## The task
Reproduce verbatim the passage of the ownership limitation clause that begins at the words "pursuant to the" and ends after the words "assigns of Lender.".

## Text block
Ownership Limitation. Notwithstanding anything to the contrary contained in this Note or the other Transaction Documents,
Borrower shall not effect any conversion of this Note to the extent that after giving effect to such conversion would cause Lender (together
with its affiliates) to beneficially own a number of shares exceeding 4.99% of the number of Ordinary Shares outstanding on such date
(including for such purpose the Ordinary Shares issuable upon such issuance) (the “Maximum Percentage”). For purposes
of this section, beneficial ownership of Ordinary Shares will be determined pursuant to Section 13(d) of the 1934 Act. Notwithstanding
the forgoing, the term “4.99%” above shall be replaced with “9.99%” at such time as the Market Capitalization
is less than $10,000,000.00. Notwithstanding any other provision contained herein, if the term “4.99%” is replaced with “9.99%”
pursuant to the preceding sentence, such increase to “9.99%” shall remain at 9.99% until increased, decreased or waived by
Lender as set forth below. By written notice to Borrower, Lender may increase, decrease or waive the Maximum Percentage as to itself but
any such waiver will not be effective until the 61st day after delivery thereof. The foregoing 61-day notice requirement is enforceable,
unconditional and non-waivable and shall apply to all affiliates and assigns of Lender.

 

13.

## Data excerpts
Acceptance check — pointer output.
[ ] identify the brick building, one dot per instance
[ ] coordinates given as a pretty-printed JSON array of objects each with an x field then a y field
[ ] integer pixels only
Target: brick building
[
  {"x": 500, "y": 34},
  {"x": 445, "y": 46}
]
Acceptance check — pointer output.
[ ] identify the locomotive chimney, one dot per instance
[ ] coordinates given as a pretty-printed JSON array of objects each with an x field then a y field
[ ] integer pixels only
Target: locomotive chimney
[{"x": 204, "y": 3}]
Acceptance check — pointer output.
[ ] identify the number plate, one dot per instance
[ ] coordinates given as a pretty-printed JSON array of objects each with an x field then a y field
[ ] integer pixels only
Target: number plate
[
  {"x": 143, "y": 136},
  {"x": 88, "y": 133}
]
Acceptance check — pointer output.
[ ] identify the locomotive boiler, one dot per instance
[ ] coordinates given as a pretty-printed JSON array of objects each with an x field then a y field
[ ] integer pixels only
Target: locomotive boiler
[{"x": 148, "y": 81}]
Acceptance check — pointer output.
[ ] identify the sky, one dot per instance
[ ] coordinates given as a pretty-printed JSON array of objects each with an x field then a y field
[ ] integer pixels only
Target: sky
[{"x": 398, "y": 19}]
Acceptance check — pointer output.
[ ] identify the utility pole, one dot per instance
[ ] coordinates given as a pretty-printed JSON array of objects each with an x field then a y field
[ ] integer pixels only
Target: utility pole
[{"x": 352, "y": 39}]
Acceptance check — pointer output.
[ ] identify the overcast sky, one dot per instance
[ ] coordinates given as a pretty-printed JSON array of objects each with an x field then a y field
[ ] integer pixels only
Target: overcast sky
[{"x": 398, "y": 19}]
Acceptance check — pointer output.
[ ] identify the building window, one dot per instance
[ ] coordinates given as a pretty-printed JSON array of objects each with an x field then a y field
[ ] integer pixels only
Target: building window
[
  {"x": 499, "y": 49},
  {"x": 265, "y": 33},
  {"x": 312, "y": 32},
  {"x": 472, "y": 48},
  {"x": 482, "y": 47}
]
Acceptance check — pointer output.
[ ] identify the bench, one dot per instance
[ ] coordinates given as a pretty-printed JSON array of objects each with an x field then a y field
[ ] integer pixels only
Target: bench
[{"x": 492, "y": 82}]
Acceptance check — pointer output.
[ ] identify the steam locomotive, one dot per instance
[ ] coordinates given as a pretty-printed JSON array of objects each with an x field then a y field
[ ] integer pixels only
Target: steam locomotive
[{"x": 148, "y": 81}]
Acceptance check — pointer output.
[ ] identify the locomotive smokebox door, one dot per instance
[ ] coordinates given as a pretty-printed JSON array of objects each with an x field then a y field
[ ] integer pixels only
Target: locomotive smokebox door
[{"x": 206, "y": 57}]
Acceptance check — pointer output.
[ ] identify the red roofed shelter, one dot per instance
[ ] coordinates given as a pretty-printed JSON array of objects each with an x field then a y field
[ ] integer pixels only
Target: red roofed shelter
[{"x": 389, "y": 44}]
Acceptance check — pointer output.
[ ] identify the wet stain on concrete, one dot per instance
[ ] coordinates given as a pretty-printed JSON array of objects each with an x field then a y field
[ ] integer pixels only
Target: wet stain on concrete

## Complete output
pursuant to the preceding sentence, such increase to “9.99%” shall remain at 9.99% until increased, decreased or waived by
Lender as set forth below. By written notice to Borrower, Lender may increase, decrease or waive the Maximum Percentage as to itself but
any such waiver will not be effective until the 61st day after delivery thereof. The foregoing 61-day notice requirement is enforceable,
unconditional and non-waivable and shall apply to all affiliates and assigns of Lender.